Exclude all pictures. Then restate, word for word, the entries from the first line through the line that contains "Indicate the dark gable".

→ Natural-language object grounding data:
= = = = = = =

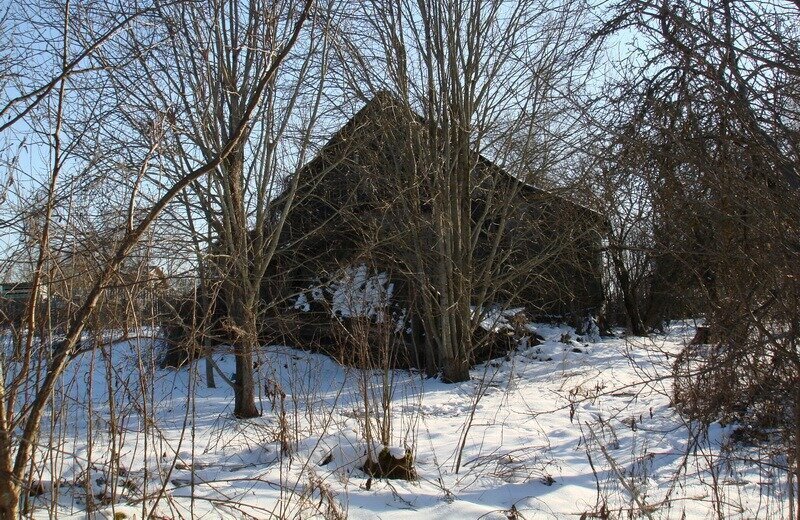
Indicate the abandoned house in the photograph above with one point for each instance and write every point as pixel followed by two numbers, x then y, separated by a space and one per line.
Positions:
pixel 355 240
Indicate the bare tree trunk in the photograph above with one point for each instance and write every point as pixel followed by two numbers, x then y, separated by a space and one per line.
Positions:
pixel 635 324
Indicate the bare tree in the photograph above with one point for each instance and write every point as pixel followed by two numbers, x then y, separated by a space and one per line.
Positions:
pixel 23 400
pixel 716 118
pixel 473 79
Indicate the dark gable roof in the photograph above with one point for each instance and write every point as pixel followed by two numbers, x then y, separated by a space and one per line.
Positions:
pixel 384 101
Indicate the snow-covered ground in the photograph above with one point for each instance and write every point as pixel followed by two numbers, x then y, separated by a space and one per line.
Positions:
pixel 566 429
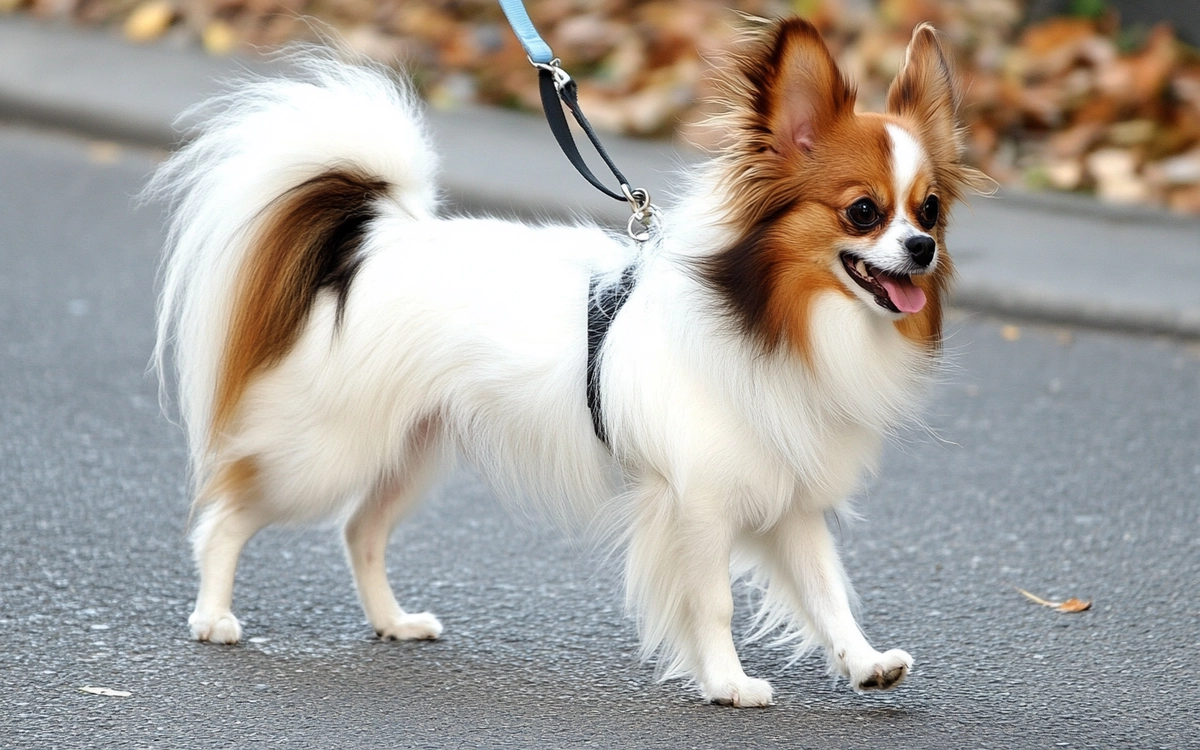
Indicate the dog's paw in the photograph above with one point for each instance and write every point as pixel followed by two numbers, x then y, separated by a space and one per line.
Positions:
pixel 883 672
pixel 741 693
pixel 215 628
pixel 420 627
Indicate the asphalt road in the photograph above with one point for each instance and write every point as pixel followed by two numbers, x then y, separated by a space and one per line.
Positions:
pixel 1067 462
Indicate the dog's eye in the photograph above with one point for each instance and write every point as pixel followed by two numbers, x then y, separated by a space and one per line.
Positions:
pixel 864 214
pixel 929 213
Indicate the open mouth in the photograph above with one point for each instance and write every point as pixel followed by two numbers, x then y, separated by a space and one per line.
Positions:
pixel 892 292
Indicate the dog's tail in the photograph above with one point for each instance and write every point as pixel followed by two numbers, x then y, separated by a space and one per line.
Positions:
pixel 269 205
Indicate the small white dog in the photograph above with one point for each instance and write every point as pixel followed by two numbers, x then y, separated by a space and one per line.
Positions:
pixel 336 341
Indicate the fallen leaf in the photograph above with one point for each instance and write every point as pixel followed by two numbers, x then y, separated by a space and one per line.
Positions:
pixel 149 21
pixel 219 37
pixel 1074 605
pixel 1071 605
pixel 109 691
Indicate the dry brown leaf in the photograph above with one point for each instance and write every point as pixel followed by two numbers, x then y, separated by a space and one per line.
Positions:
pixel 1071 605
pixel 109 691
pixel 149 21
pixel 1074 605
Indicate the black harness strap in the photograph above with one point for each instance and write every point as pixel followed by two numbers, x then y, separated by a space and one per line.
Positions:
pixel 603 309
pixel 551 93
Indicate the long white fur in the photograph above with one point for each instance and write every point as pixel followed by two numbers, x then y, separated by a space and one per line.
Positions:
pixel 469 335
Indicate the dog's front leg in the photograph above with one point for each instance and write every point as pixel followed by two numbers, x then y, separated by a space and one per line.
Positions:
pixel 805 561
pixel 678 577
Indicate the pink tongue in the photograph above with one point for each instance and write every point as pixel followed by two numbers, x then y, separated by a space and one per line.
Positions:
pixel 905 295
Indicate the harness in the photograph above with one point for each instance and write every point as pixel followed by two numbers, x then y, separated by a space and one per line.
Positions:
pixel 557 90
pixel 603 309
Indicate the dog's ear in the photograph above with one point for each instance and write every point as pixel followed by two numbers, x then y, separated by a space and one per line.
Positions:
pixel 802 90
pixel 925 91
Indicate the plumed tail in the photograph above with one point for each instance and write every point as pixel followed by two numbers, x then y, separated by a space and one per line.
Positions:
pixel 269 205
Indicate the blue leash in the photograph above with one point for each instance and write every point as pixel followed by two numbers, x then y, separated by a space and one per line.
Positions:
pixel 557 85
pixel 535 47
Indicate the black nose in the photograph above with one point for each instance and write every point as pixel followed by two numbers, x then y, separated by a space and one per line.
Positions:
pixel 921 247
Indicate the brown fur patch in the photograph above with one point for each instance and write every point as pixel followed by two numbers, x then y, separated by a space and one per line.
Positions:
pixel 797 156
pixel 237 480
pixel 306 241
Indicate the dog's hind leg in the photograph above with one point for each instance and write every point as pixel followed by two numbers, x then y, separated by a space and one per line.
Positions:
pixel 232 515
pixel 804 559
pixel 678 576
pixel 366 541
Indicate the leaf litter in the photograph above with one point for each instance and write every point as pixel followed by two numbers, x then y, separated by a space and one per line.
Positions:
pixel 1069 605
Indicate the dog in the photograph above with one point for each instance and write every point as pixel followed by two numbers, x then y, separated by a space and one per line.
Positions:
pixel 339 343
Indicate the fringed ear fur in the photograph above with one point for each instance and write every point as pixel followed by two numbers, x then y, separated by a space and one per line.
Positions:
pixel 804 91
pixel 925 94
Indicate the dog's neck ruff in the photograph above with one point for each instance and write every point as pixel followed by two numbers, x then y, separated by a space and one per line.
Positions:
pixel 603 309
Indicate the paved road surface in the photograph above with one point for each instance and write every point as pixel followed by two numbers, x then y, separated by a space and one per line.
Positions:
pixel 1068 463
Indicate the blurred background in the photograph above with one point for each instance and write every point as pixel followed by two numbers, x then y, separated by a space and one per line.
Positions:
pixel 1093 96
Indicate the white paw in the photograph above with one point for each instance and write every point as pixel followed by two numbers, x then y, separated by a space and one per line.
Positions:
pixel 741 693
pixel 215 628
pixel 883 672
pixel 420 627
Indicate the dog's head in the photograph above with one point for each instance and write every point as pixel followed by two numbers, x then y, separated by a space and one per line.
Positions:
pixel 823 199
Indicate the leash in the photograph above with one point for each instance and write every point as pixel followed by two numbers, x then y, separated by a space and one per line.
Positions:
pixel 556 85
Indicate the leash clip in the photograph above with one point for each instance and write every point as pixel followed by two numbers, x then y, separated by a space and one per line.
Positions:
pixel 562 78
pixel 646 215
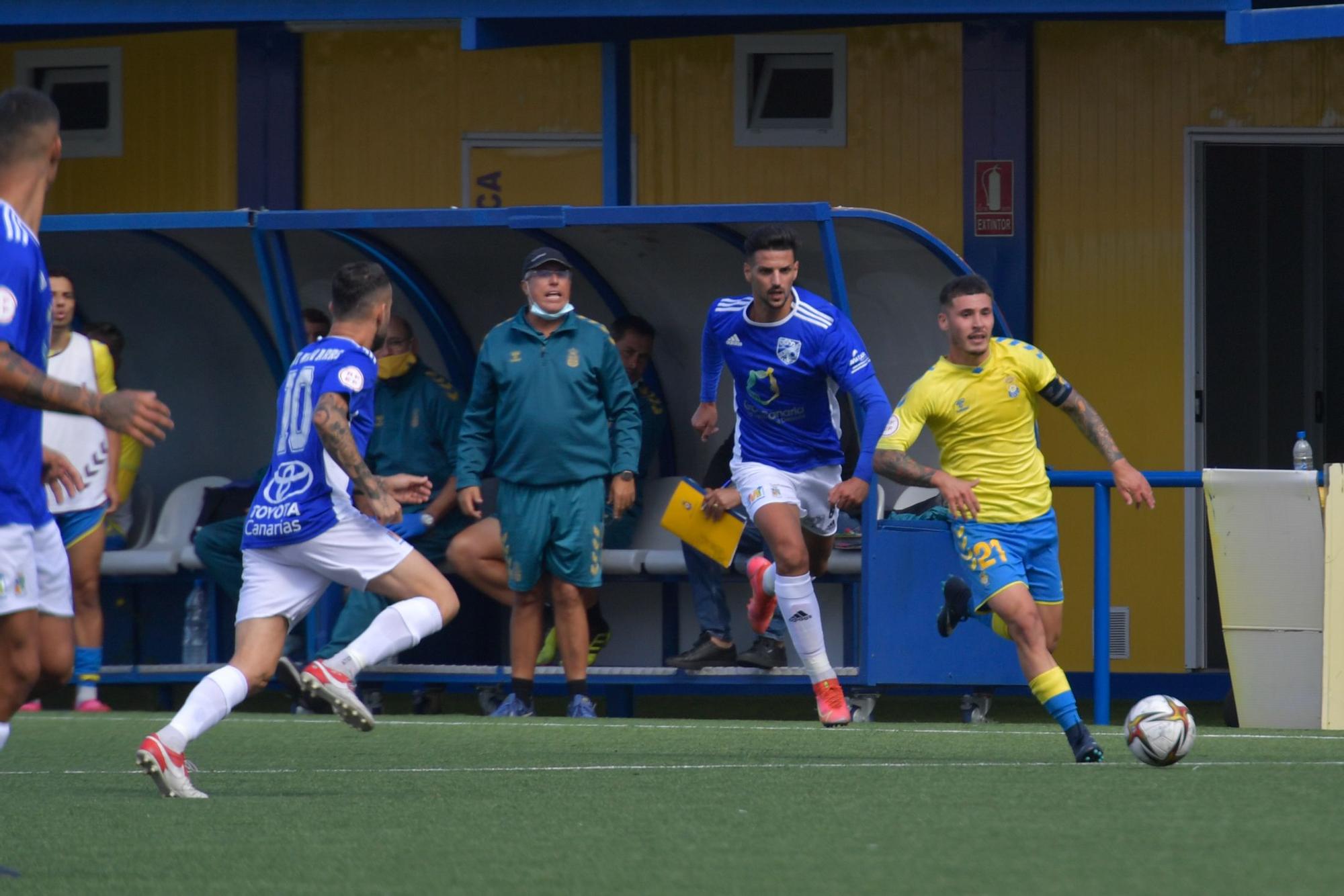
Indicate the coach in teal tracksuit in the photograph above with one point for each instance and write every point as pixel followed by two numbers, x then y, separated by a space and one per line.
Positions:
pixel 553 412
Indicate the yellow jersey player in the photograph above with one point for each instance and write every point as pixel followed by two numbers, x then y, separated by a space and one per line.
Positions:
pixel 980 405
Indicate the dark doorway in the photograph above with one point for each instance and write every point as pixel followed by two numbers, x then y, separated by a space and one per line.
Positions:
pixel 1272 269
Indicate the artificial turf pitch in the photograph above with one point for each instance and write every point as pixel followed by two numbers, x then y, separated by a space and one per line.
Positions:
pixel 468 805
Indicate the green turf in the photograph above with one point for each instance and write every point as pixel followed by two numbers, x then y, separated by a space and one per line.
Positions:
pixel 467 805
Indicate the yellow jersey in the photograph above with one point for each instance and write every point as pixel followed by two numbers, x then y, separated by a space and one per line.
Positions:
pixel 984 421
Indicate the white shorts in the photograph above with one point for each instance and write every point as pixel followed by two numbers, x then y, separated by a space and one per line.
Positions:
pixel 810 491
pixel 287 581
pixel 34 572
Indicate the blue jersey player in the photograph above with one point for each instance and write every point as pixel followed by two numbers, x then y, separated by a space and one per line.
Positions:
pixel 36 602
pixel 790 353
pixel 321 517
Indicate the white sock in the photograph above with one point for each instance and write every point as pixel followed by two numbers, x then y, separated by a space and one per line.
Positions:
pixel 206 707
pixel 398 628
pixel 803 616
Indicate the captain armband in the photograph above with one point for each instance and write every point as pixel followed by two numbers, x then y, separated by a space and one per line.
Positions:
pixel 1057 392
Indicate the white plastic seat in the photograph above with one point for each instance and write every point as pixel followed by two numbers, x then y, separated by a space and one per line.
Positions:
pixel 173 533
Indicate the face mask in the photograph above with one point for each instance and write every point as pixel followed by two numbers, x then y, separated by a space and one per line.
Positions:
pixel 552 316
pixel 393 366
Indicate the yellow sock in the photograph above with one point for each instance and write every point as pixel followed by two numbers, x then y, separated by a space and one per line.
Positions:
pixel 1001 628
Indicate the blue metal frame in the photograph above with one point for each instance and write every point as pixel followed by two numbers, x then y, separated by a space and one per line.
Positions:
pixel 450 337
pixel 1304 24
pixel 232 294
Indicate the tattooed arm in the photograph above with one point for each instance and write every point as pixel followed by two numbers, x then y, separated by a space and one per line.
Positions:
pixel 959 495
pixel 331 420
pixel 1132 484
pixel 135 413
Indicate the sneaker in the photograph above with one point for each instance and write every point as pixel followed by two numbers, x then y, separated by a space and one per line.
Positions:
pixel 599 640
pixel 767 654
pixel 705 654
pixel 514 709
pixel 956 605
pixel 581 709
pixel 1083 742
pixel 831 703
pixel 290 679
pixel 761 607
pixel 326 684
pixel 550 652
pixel 170 770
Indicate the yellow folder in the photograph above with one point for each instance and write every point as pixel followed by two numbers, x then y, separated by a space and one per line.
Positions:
pixel 683 518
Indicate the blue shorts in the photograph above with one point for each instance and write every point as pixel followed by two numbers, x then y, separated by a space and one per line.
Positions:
pixel 80 525
pixel 998 555
pixel 553 529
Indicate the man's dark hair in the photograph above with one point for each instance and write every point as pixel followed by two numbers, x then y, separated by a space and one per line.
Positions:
pixel 771 238
pixel 353 285
pixel 964 285
pixel 631 324
pixel 318 316
pixel 110 335
pixel 24 109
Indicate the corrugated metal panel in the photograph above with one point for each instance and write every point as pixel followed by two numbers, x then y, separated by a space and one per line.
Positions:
pixel 1114 101
pixel 385 112
pixel 904 151
pixel 179 135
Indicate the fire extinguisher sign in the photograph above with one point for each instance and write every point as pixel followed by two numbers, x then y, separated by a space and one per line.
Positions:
pixel 994 198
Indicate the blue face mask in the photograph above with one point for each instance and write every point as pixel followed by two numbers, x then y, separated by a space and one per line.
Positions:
pixel 552 316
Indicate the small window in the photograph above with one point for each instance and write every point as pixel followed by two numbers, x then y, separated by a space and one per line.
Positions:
pixel 791 91
pixel 85 84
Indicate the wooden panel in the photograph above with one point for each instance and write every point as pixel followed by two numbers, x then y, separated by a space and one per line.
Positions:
pixel 1114 103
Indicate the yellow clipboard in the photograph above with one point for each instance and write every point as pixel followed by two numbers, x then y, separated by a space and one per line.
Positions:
pixel 683 518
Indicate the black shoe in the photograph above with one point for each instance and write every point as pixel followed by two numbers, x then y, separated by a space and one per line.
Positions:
pixel 1084 745
pixel 705 654
pixel 287 674
pixel 956 605
pixel 767 654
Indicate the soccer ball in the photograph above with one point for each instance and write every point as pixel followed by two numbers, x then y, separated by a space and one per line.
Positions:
pixel 1161 730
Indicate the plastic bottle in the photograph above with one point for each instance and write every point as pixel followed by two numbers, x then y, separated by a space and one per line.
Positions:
pixel 1303 453
pixel 196 628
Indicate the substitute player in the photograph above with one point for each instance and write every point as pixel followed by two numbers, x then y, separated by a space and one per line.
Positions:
pixel 96 452
pixel 980 405
pixel 790 351
pixel 36 604
pixel 319 518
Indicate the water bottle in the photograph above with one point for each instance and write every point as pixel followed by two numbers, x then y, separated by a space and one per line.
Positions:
pixel 1303 453
pixel 196 628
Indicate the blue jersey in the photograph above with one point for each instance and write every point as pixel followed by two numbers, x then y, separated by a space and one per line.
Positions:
pixel 26 326
pixel 786 377
pixel 306 492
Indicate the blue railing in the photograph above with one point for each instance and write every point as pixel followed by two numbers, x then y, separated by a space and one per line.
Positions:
pixel 1101 483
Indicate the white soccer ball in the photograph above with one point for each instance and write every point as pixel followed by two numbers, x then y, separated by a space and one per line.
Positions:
pixel 1161 730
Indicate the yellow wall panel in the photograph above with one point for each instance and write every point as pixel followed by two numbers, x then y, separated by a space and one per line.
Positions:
pixel 1114 103
pixel 385 112
pixel 179 127
pixel 904 151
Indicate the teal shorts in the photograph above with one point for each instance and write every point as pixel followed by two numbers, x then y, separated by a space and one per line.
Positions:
pixel 553 529
pixel 997 555
pixel 79 525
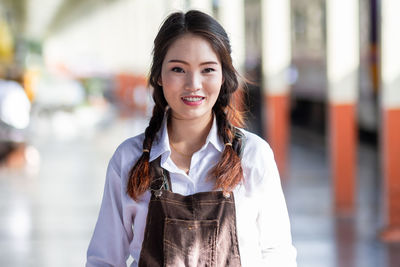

= = = = = = =

→ Result of this exercise:
Indicate the abandoned house in the photograph above with one point for each instance and write every point as pixel followed by two numbers, x then y, separated by a space and one per line.
Positions:
pixel 355 240
Indicate the bare tree trunk in the photograph above with one point for each instance and write every point as pixel followed by two numbers, x then y, separated by a space and one per line.
Positions:
pixel 635 324
Indicate the bare tree in the photograph above with one point for each instance and write every point as pixel followed by two numbers, x then y, separated by a space and one per line.
Positions:
pixel 23 400
pixel 716 118
pixel 473 79
Indicate the dark gable roof in the photograph above with one point for each instance and write every point as pixel followed by two numbers, x then y, separated by a space and one per line.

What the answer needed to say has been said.